WHAT YOU HAVE TO DO
Format the lines of the data below as a numbered list with blank lines left out. Begin at the line that has "target | fishing rod" and stop after the last line of the data.

## START TASK MATERIAL

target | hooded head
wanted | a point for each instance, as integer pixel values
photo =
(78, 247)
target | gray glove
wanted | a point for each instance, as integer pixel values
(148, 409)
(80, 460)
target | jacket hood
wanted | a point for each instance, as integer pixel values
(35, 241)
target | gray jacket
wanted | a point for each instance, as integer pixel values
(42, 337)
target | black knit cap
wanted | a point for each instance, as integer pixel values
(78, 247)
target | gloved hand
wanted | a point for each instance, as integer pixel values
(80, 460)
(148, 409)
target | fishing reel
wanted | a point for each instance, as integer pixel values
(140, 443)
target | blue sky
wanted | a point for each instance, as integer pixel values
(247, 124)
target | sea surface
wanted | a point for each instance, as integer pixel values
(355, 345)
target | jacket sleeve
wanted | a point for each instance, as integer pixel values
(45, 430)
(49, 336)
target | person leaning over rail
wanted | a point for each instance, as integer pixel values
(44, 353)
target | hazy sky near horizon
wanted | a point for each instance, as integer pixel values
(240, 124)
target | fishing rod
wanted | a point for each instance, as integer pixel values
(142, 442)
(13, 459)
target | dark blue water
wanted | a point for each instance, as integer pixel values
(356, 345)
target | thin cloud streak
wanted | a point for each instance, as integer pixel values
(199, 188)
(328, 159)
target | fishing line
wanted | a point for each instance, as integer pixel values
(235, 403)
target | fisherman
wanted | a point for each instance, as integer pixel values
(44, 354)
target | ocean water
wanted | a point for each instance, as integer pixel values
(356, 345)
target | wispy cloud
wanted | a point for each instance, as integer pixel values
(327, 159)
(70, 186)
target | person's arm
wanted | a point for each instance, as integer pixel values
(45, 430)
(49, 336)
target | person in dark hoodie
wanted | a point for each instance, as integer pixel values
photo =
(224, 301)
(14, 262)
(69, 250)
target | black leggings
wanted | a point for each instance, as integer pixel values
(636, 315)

## END TASK MATERIAL

FINAL RESULT
1. target | fishing rod
2. wanted | a point for each instance, as integer pixel values
3. (142, 442)
4. (13, 459)
5. target | dark blue water
6. wanted | a point for each instance, as integer pixel values
7. (356, 345)
8. target | thin cloud streak
9. wanted | a point for each instance, as integer pixel values
10. (199, 188)
11. (328, 159)
12. target | fishing line
13. wanted | a point for each instance, as integer pixel values
14. (235, 403)
15. target | fisherman
16. wanted | a point for each instance, as integer pixel values
17. (44, 354)
18. target | ocean water
19. wanted | a point for each instance, as integer pixel values
20. (356, 345)
21. target | wispy cloud
22. wanted | a point for each instance, as integer pixel values
23. (327, 159)
24. (70, 186)
25. target | person's arm
26. wanted | a point for each instance, as integer pixel values
27. (45, 430)
28. (49, 336)
29. target | person in dark hoodie
30. wanted | a point for each instance, as integer pixel values
31. photo =
32. (224, 301)
33. (14, 262)
34. (69, 250)
35. target | black leggings
36. wanted | a point for each instance, as integer pixel values
37. (636, 315)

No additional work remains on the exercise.